Problem details> For the entries below, the expected answer is the line with "One marker per instance, like [961,75].", the line with "One marker per instance, like [1135,144].", and every line between them, exactly as written, and nothing more.
--- Input material ---
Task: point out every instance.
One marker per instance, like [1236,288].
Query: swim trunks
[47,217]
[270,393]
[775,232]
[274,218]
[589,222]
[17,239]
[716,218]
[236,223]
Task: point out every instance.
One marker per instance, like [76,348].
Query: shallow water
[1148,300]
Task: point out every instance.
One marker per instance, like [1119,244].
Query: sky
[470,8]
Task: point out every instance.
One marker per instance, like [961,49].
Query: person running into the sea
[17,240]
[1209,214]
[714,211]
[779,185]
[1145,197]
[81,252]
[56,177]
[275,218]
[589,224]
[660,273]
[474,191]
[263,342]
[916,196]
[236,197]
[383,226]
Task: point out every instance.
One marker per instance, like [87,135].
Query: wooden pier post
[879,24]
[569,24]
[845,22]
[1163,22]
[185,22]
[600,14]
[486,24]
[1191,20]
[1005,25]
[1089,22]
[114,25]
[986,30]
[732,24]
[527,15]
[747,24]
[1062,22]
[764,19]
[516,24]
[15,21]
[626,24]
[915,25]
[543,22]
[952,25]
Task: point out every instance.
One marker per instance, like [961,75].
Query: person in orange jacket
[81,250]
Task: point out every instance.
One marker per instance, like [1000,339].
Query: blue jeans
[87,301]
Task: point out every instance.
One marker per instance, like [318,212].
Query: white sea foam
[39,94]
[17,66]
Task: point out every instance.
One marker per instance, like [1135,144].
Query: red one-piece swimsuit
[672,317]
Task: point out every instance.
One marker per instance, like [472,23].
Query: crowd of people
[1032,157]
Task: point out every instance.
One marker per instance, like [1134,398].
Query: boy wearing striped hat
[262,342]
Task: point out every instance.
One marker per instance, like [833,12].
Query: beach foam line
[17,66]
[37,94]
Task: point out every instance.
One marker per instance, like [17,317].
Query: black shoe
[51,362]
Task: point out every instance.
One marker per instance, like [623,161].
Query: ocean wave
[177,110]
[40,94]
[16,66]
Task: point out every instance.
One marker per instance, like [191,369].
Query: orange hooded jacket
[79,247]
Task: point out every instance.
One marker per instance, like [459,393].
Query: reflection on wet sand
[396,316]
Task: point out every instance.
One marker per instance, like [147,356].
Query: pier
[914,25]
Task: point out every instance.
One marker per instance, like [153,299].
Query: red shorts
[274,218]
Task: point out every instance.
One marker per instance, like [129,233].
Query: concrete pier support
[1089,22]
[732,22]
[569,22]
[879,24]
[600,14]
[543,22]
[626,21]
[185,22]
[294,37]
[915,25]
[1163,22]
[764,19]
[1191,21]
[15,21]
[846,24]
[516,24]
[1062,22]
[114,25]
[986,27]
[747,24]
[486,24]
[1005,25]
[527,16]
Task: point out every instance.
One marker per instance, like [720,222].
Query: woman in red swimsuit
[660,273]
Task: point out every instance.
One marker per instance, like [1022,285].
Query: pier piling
---
Problem solution>
One marker per instance, like [961,75].
Query: person in orange jacket
[81,250]
Task: point out every instance.
One marker per instance, like [1000,339].
Query: blue jeans
[87,301]
Task: point out every instance.
One marker per instance, like [318,212].
Query: white sea foam
[39,94]
[17,66]
Task: point out every instance.
One marker per instance, like [1135,144].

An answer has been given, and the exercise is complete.